_Jobs:_
1/ Answer these questions about the forum thread on finding volumes of solids:
(a) Besides the curve, what three lines bound the region in the first post?
(b) According to the first post, what function does Mathematica's result use?
(c) In the second post, which method is said to be easier for rotating around the y-axis?
2/ Return the part of the forum thread on finding volumes of solids from "I must be falling" to "few things up.", copied exactly.

_Selected passage:_
· · · ·

# Finding volumes of solids involving exponentials

1. Sep 29, 2004

### graphic7

I'm attempting to find the volume of the solid obtained by rotating the region under the curve:

$$e^{-x^2}$$ Bounded by y = 0, x = 0, and x = 1.

I've done quite a few of these problems before, however, none of them have involved an exponential. If I recall correctly $$e^{x^2}$$ cannot be integrated, at least symbolically. So, therein lies the problem.

So far this is what I've done:

$$\int_0^1 \pi\left( e^{-x^2}\right)^2 dx$$
$$\pi\int_0^1 e^{-2x^2} dx$$

I've integrated that integral with Mathematica, and it returns a function that uses the error function, which I doubt is anything that I'm expected to come up with in this class.

Therefore, the only way I believe this problem can be completed is by finding the area under $$e^{2x^2}$$ on the interval $$\left[0 ,1\right]$$ using a Riemann Sum.

Any thoughts?

Edit: Fixed a typo involving a constant in the integral.

Last edited: Sep 29, 2004
2. Sep 29, 2004

### graphic7

I must be falling asleep. I decided that I was going about finding the volume the wrong way. For one, the question asks that you rotate the function around the y-axis, therefore, using the method of cylindrical shells would be easier than solving for x and integrating over dy.

I'm still going to run into the same problem, though - integrating $$e^{-x^2}$$.

It's pretty amazing how just talking about a problem can clear a few things up.

3. Sep 29, 2004

### ReyChiquito

In answer to 1. You cannot find a primitive, but you can evaluate definite integrals using multiple integrals. What u need to do is change variables so u get ur integral in terms of $$e^{-x^2}$$, then calculate that integral with the fact that
$$\int_0^1 e^{-x^2}dx=\left(\int_0^1 \int_0^1e^{-x^2-y^2}dxdy\right)^{1/2}$$ and then use polar coordinates. The domain can be a little tricky though.

In answer to two. Its easier that way cus the limits of integration are now from 0 to infinitum, wich makes the integra much easier. am i right? (im falling asleep too :P)

Last edited: Sep 29, 2004

· · · ·

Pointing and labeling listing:
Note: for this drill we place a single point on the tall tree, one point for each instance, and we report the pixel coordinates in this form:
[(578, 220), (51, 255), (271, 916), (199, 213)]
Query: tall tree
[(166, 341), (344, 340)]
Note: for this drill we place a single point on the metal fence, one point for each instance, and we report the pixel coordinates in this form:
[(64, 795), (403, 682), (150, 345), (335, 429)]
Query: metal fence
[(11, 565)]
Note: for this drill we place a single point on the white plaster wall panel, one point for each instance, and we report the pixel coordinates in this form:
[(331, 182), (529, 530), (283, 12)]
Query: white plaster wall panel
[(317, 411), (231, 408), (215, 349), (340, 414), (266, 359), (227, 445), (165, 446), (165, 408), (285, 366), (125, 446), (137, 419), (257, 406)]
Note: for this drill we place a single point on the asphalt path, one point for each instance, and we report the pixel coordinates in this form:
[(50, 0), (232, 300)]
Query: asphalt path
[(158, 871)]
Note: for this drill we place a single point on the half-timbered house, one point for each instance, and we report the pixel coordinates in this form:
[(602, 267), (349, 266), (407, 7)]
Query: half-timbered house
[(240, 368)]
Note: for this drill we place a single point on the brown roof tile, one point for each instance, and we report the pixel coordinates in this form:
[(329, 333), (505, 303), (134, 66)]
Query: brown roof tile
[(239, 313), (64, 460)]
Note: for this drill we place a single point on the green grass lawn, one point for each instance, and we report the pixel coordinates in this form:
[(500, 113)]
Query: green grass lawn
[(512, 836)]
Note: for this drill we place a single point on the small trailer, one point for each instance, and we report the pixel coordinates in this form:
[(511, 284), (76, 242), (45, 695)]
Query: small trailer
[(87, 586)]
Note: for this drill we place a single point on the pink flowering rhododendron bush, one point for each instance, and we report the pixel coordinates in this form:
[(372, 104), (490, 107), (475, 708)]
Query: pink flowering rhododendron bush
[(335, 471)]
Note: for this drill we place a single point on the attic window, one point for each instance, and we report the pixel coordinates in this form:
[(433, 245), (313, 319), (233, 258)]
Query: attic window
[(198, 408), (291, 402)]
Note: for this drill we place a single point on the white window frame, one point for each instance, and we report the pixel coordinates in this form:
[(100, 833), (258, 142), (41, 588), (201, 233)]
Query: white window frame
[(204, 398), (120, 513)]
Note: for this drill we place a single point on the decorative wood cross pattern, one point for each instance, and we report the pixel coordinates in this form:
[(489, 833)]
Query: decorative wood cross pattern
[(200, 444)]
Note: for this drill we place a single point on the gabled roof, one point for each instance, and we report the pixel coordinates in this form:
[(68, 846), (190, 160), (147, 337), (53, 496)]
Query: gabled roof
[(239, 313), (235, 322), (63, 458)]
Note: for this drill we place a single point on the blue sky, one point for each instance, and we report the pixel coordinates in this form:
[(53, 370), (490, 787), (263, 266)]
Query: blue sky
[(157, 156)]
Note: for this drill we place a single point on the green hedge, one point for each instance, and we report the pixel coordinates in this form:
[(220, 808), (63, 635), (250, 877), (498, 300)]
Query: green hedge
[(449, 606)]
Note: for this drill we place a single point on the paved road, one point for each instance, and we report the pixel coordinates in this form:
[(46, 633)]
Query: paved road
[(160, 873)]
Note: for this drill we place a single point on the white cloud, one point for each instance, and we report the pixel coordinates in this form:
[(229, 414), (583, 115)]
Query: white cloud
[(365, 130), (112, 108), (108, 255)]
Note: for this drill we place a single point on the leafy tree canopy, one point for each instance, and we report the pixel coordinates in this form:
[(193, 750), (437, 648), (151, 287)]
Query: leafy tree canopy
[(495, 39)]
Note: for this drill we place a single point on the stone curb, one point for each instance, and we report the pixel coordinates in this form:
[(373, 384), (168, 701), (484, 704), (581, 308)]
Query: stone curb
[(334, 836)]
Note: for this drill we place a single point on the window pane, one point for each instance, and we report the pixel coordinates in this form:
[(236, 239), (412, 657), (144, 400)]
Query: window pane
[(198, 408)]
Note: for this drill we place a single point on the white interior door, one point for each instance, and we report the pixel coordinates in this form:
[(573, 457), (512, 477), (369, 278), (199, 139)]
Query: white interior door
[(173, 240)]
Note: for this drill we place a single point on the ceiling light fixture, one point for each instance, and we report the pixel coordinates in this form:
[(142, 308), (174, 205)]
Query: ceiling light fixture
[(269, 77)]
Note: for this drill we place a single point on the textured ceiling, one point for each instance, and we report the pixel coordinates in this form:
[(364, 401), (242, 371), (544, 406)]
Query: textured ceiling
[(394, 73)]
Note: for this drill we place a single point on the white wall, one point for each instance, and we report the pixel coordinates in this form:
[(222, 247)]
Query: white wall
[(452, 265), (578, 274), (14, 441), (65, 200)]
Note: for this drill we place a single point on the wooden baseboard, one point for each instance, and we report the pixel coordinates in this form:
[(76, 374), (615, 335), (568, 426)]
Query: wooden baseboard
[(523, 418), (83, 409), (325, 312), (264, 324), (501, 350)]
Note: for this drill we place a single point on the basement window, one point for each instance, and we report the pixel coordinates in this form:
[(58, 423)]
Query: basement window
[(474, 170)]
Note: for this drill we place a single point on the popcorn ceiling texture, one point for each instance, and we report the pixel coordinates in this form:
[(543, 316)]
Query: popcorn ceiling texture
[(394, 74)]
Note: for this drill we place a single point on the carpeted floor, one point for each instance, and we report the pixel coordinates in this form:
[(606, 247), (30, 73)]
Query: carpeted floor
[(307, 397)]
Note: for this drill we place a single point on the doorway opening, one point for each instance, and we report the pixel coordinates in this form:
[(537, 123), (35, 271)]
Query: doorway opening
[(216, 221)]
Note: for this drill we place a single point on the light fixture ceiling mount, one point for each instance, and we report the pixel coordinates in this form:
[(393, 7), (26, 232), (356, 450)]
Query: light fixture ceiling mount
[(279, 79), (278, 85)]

· · · ·

_Answers to the tasks:_
1/
(a) y = 0, x = 0, and x = 1
(b) The error function
(c) The method of cylindrical shells

2/
I must be falling asleep. I decided that I was going about finding the volume the wrong way. For one, the question asks that you rotate the function around the y-axis, therefore, using the method of cylindrical shells would be easier than solving for x and integrating over dy.

I'm still going to run into the same problem, though - integrating $$e^{-x^2}$$.

It's pretty amazing how just talking about a problem can clear a few things up.